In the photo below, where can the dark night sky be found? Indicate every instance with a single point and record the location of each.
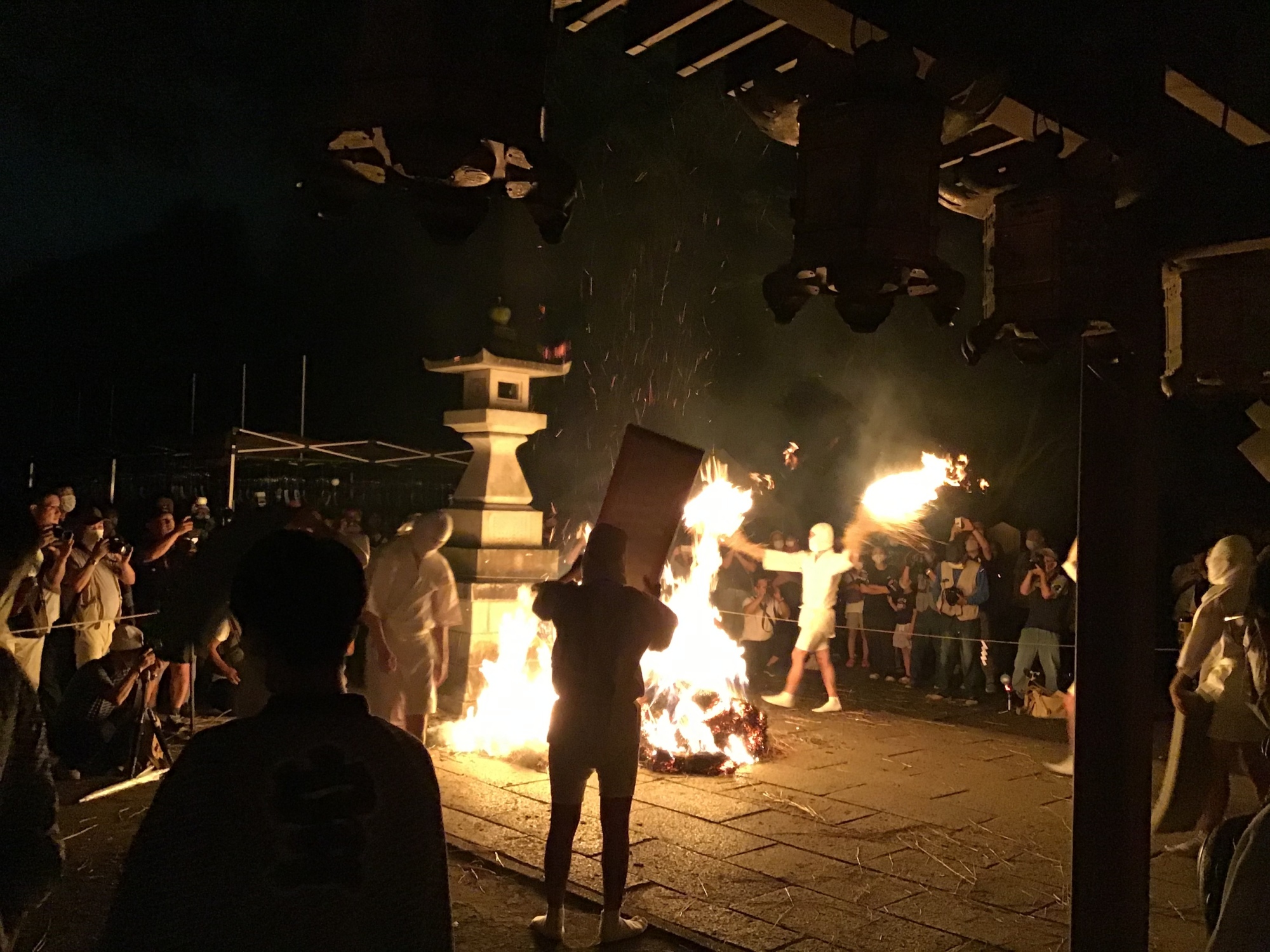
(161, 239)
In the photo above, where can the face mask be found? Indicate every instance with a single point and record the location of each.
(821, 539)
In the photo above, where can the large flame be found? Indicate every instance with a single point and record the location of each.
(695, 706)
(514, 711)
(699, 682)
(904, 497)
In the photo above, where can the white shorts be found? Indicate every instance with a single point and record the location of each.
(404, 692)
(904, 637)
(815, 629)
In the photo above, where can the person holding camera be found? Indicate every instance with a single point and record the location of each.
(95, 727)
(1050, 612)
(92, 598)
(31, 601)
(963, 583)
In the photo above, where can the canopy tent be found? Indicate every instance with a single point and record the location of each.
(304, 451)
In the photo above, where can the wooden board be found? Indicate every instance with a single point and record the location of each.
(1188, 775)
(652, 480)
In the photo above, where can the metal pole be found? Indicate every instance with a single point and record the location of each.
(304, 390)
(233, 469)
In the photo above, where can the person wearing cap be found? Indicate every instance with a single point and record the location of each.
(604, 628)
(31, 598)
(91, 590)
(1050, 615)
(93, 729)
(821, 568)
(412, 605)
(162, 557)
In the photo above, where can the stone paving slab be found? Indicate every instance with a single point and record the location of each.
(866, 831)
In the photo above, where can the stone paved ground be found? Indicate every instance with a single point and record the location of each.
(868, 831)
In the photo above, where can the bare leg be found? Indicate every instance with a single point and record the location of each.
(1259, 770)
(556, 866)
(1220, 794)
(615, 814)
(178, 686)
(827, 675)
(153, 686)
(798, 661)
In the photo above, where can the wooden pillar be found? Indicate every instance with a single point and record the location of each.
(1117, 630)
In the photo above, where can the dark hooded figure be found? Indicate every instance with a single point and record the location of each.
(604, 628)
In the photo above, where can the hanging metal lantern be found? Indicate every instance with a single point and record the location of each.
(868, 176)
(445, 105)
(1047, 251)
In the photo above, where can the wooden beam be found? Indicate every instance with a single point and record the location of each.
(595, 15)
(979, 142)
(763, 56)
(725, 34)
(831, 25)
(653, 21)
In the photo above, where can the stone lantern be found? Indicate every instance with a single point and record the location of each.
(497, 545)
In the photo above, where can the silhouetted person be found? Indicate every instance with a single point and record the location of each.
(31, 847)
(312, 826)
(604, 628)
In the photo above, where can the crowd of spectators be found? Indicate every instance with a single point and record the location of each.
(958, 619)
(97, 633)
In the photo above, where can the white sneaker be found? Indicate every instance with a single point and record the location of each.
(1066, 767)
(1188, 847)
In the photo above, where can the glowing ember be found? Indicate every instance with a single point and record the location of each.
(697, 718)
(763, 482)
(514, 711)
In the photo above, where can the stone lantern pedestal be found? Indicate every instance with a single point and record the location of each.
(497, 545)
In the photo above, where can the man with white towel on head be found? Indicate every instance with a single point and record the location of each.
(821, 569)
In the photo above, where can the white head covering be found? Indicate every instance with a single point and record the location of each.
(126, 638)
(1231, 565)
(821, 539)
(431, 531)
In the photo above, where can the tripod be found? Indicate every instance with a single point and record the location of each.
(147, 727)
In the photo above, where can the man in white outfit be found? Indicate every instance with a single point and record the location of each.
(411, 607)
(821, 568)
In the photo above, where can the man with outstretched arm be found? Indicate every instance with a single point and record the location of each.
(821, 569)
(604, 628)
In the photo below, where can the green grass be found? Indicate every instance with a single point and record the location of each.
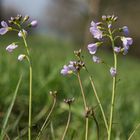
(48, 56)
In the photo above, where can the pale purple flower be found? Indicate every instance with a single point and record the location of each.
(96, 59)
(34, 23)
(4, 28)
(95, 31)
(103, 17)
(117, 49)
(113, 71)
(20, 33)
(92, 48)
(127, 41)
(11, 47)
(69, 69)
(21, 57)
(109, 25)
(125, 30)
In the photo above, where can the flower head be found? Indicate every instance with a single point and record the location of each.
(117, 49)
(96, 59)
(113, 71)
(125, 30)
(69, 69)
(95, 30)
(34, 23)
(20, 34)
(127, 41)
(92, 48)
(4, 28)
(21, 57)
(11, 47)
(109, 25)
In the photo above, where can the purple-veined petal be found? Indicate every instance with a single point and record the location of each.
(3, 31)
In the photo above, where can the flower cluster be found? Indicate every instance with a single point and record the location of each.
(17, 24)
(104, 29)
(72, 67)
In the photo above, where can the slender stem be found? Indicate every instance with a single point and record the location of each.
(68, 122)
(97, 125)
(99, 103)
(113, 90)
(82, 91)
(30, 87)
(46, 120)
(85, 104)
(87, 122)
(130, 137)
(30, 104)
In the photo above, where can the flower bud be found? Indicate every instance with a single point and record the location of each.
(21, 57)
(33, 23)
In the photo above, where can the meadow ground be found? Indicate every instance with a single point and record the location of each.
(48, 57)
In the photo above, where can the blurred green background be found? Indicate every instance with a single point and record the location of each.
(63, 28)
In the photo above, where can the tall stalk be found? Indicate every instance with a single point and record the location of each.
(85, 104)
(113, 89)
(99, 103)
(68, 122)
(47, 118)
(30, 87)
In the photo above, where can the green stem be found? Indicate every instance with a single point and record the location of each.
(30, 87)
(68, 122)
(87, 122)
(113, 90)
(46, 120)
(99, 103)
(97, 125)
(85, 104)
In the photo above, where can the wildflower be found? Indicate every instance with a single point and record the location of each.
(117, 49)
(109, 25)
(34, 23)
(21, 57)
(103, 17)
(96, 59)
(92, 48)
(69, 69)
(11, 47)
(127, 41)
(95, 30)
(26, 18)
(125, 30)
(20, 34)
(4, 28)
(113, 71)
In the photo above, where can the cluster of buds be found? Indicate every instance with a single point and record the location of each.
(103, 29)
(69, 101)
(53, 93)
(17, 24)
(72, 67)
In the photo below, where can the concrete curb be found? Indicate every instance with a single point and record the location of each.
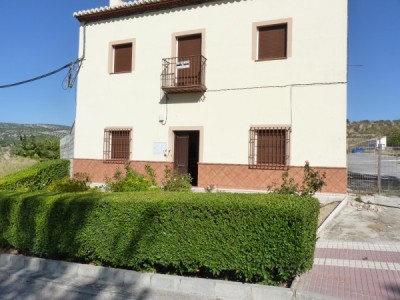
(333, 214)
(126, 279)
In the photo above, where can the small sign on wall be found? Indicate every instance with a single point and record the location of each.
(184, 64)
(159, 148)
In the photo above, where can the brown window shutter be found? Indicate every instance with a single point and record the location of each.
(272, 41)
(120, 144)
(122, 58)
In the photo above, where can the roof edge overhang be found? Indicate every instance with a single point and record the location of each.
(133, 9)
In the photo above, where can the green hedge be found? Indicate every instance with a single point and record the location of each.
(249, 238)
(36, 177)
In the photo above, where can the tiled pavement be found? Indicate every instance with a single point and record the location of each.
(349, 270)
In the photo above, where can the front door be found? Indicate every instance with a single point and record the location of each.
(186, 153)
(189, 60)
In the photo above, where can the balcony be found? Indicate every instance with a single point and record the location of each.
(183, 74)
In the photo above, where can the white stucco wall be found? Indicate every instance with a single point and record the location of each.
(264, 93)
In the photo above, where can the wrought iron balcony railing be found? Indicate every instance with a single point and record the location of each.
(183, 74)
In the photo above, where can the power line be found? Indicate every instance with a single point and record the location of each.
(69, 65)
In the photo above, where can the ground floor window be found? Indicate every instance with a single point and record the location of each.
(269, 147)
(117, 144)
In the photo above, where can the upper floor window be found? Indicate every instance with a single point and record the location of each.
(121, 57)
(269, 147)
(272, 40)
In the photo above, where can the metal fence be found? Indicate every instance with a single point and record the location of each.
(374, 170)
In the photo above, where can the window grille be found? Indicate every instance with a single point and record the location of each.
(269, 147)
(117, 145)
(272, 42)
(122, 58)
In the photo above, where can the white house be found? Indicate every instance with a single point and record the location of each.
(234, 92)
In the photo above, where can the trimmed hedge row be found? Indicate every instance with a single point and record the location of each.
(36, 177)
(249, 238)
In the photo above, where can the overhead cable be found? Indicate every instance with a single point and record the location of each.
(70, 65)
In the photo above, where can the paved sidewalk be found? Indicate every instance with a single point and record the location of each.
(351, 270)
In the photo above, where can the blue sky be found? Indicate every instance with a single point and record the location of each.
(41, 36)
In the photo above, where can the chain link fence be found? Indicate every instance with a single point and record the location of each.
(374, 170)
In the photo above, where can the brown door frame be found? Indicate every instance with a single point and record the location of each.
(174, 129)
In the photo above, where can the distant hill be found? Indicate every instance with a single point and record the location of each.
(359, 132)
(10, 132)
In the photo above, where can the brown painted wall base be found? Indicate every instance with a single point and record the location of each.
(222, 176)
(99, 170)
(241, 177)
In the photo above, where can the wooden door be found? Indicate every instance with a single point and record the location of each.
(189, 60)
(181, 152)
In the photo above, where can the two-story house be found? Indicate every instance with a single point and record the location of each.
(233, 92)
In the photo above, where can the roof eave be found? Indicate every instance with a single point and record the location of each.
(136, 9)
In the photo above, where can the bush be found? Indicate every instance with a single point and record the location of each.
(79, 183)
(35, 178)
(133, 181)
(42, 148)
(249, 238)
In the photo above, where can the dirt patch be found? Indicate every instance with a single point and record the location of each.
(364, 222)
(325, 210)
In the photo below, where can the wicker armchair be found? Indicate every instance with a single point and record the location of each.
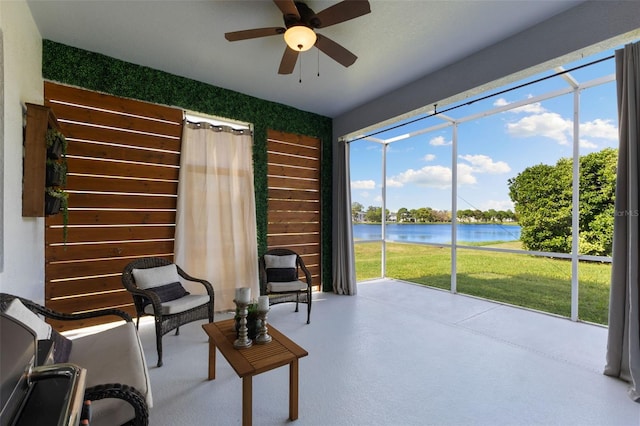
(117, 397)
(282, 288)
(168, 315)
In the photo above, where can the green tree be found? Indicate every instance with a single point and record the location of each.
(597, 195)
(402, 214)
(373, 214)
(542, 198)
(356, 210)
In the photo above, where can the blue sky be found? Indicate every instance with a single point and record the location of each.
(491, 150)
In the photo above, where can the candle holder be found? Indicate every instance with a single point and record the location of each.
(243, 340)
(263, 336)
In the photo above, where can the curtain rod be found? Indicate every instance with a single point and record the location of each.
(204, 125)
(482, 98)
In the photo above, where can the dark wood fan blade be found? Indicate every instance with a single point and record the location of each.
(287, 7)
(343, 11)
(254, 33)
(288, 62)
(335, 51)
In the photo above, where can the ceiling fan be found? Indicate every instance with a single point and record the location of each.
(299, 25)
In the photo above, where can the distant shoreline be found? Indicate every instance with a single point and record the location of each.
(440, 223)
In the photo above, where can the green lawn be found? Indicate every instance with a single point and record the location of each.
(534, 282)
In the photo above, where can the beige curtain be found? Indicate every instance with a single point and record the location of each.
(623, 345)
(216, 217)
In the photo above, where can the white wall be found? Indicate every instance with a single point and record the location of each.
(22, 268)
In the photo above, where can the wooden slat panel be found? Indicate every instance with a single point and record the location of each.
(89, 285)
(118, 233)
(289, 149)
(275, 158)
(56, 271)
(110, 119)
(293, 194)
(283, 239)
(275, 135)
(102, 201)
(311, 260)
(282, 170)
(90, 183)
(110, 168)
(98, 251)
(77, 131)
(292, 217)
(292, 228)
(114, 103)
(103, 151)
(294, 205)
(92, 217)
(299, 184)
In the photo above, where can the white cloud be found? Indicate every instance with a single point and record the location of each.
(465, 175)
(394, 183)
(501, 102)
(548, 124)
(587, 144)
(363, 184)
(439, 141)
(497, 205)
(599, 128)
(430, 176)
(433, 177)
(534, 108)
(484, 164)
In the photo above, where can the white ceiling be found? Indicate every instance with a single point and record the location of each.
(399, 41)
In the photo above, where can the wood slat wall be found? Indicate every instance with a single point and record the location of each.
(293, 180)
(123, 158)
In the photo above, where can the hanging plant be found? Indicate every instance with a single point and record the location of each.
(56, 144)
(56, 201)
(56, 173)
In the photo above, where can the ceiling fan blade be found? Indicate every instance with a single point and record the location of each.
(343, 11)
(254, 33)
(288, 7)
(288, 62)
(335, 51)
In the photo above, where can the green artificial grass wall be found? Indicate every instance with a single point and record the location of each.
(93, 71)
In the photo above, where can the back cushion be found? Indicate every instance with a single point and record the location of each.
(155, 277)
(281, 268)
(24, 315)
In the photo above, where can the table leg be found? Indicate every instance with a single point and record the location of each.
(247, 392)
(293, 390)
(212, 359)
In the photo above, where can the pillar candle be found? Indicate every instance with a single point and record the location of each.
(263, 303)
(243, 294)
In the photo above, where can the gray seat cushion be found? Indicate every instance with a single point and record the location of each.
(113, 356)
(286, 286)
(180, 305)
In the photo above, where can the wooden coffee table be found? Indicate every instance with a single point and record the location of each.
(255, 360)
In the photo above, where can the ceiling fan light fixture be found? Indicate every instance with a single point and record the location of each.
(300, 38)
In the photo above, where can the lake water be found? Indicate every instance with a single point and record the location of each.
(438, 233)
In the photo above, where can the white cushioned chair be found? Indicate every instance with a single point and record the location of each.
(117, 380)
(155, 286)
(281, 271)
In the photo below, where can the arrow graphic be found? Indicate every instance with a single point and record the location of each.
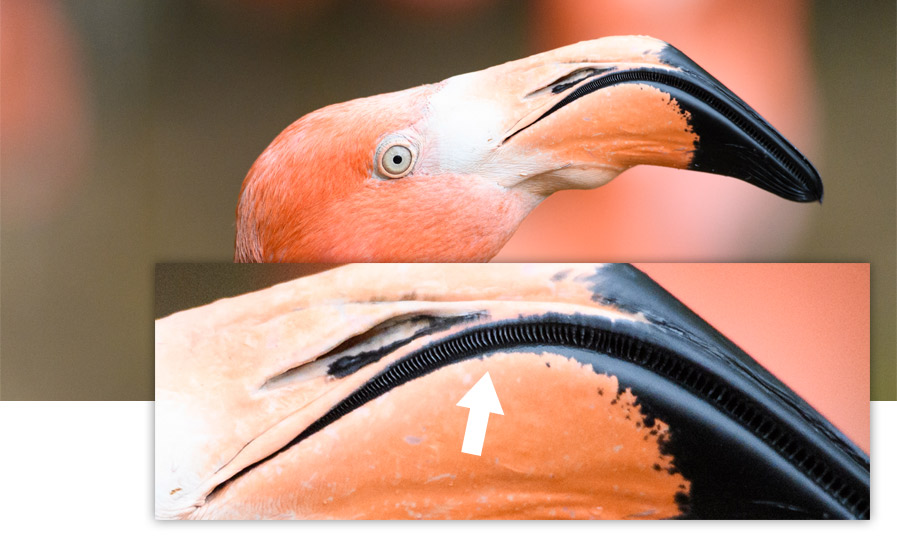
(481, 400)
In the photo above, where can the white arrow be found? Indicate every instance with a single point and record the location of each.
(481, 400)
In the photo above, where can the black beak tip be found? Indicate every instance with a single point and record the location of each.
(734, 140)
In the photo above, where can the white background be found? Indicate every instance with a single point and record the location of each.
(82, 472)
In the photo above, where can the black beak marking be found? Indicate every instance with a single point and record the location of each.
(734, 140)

####

**Task item**
Only the lines from the one with "In the photo above, where can the black beak marking" through the end of the data belong in the answer, each reproduced exactly.

**Response to the task**
In the photo above, where can the black beak marking be found? Indicate every instance with a single point and record the location of each.
(734, 140)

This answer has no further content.